◆ **Work to be completed**
Retype, word for word, each line between the lines holding "Record the location of each instance of the bark" and "Record the location of each instance of the blue bib", inclusive, and leave the rest of the data alone.
┄┄┄┄┄┄┄┄┄┄
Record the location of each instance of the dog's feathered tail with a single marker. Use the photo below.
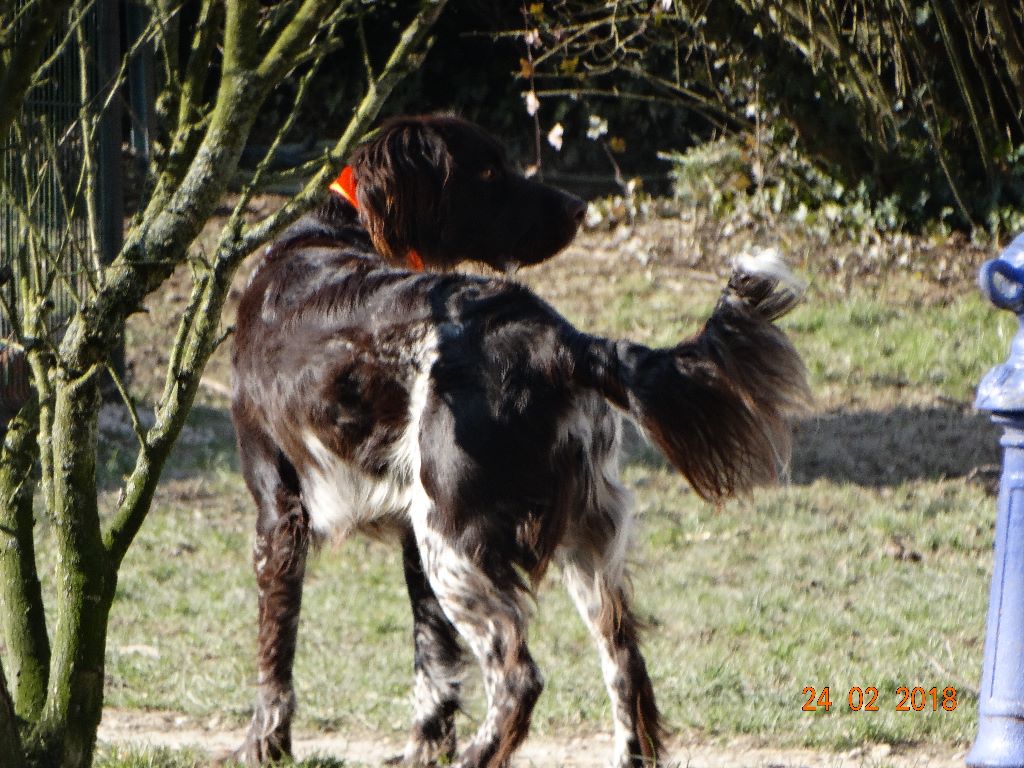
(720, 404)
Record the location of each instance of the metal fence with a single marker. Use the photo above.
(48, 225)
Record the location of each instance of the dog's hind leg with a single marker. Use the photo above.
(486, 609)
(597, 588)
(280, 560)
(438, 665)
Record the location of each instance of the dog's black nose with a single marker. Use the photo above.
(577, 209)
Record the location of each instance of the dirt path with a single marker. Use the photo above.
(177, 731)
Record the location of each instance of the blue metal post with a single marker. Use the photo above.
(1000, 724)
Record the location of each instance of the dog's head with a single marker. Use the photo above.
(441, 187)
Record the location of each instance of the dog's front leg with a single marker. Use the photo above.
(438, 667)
┄┄┄┄┄┄┄┄┄┄
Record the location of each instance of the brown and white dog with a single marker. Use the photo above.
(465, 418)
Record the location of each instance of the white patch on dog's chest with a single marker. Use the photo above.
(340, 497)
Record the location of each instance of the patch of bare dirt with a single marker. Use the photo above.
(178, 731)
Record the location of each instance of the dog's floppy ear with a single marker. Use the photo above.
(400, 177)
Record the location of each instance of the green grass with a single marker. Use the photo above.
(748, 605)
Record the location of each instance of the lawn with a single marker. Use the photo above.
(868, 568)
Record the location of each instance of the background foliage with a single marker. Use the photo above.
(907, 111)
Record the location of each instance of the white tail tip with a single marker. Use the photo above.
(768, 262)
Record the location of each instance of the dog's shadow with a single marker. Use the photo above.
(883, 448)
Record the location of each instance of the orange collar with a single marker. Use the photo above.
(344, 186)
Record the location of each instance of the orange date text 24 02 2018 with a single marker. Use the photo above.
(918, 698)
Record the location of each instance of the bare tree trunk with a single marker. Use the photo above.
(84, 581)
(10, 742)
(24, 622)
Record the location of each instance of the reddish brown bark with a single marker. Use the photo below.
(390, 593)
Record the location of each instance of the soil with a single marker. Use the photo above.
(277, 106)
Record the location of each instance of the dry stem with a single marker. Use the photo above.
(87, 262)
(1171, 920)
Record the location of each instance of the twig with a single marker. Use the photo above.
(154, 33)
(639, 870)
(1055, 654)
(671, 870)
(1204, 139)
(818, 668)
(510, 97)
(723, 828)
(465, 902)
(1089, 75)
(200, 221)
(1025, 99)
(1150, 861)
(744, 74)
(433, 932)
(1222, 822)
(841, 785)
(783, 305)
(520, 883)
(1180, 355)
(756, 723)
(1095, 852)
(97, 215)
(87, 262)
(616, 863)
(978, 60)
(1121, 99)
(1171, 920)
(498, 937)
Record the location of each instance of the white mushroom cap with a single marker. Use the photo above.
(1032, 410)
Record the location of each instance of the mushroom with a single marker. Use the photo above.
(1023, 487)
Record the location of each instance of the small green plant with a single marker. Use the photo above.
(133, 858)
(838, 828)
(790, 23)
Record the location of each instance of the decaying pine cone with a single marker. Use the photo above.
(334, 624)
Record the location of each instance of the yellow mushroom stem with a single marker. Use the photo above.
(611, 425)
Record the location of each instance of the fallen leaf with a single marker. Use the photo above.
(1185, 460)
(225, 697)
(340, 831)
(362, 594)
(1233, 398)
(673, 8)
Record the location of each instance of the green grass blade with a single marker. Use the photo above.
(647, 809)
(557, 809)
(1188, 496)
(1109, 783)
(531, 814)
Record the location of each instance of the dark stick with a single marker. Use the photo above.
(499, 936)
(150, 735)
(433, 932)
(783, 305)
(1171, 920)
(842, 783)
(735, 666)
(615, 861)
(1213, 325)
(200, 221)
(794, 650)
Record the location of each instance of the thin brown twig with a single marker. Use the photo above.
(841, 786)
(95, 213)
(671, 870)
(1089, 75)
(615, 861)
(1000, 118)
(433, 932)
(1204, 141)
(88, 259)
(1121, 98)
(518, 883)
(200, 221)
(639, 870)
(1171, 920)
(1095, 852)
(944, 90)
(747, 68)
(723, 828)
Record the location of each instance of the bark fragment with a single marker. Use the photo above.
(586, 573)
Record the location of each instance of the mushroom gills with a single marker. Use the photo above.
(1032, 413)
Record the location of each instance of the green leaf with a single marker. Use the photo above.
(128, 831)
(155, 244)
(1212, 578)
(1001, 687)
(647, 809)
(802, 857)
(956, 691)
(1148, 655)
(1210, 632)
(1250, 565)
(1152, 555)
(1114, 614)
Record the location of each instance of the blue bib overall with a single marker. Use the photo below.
┄┄┄┄┄┄┄┄┄┄
◆ **Solution for this task**
Record the location of each instance of the bark fragment with a single marker. Use the photo above.
(586, 573)
Record the location of each instance of the mushroom gills with a single marker. Use the photo above.
(1032, 413)
Record the location of each instance of the green leaf with a single marker. Use the photo above.
(128, 831)
(155, 244)
(1212, 578)
(1001, 687)
(647, 809)
(802, 857)
(956, 691)
(1148, 655)
(1210, 632)
(1250, 565)
(1152, 555)
(1114, 614)
Record the location of each instance of the blue bib overall with a single marker. Use the photo below.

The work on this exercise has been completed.